**Richiesta a:** Traduci in inglese questa frase del brano sul pontificato di Francesco: «Il Vaticano, dopotutto, è una presenza indissolubile nella quotidianità di milioni di persone nel mondo.»

**Brano del documento:**

Papa Leone XIV nel solco di Francesco: inclusione senza rivoluzione, tra pace, ambiente e diritti mancati

Bradisismo. È questo il termine che meglio racconta il pontificato di Jorge Mario Bergoglio. Un fenomeno geologico poco appariscente, che indica il lento innalzamento o abbassamento del suolo in aree ben precise del pianeta. Invisibile nell’arco di una giornata, velocissimo e inesorabile sul lungo periodo. Papa Francesco è stato questo. Una serie di piccoli colpi di scalpello su una statua grezza che ha ancora tanto, troppo da rivelare. Durante il suo pontificato ha cesellato a più riprese un blocco di pietra che, pur millenario, presenta ancora bordi decisamente troppo taglienti, in grado di ferire non solo chi prova a toccarlo senza la dovuta cautela, ma anche chi lo guarda da lontano.

Il Vaticano, dopotutto, è una presenza indissolubile nella quotidianità di milioni di persone nel mondo. Non è un caso che Michele de Certau, gesuita e filosofo, definisse la Chiesa “una memoria collettiva, che plasma anche coloro che la contestano”. Francesco aveva colto in pieno questa universalità dell’apparato ecclesiastico, rivolgendosi – talvolta in modo controverso – a chiunque si interfacciasse con la Curia romana. Dalle sporadiche aperture nei confronti della comunità Lgbt all’estrema propensione per gli ultimi, è innegabile che quello di Francesco sia stato un pontificato denso di significati, contraddistinto da un’eredità che il suo successore sembrerebbe non reputare ingombrante.

Nel solco di Francesco

La fumata bianca che ha nominato pontefice Robert Francis Prevost ha lasciato attoniti molti seguaci di uno dei conclavi più bisbigliati degli ultimi decenni. Mentre le voci più influenti del panorama ecclesiastico auspicavano identità contrapposte, rispondenti – ad esempio – ai profili di Matteo Zuppi e Péter Erdo, il quadro internazionale contemporaneo, complesso e denso di dolore, richiedeva un profilo capace di inserirsi in un equilibrio che molti reputano oramai perduto.

**Dati forniti:**
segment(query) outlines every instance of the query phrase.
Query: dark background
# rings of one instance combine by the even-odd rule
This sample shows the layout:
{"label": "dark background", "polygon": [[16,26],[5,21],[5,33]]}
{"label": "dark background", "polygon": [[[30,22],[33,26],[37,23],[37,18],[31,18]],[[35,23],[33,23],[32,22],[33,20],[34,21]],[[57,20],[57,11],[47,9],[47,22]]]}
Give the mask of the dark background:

* * *

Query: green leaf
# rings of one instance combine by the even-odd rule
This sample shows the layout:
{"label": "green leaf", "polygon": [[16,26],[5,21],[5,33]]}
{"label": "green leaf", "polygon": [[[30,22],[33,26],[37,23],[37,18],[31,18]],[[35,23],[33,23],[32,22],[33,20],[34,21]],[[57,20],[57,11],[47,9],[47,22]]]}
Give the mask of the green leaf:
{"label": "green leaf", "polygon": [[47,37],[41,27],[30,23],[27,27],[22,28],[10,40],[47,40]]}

**Richiesta b:** Nei record, riscrivi le righe comprese tra quella che contiene «segment(query) outlines every» e quella che contiene «Give the mask of the dark», entrambe incluse, sostituendo «dark background» con «black background» e lasciando invariato tutto il resto. Riporta soltanto queste righe.

**Soluzione a:** The Vatican, after all, is an inseparable presence in the daily lives of millions of people around the world.

**Soluzione b:**
segment(query) outlines every instance of the query phrase.
Query: black background
# rings of one instance combine by the even-odd rule
This sample shows the layout:
{"label": "black background", "polygon": [[16,26],[5,21],[5,33]]}
{"label": "black background", "polygon": [[[30,22],[33,26],[37,23],[37,18],[31,18]],[[35,23],[33,23],[32,22],[33,20],[34,21]],[[57,20],[57,11],[47,9],[47,22]]]}
Give the mask of the black background:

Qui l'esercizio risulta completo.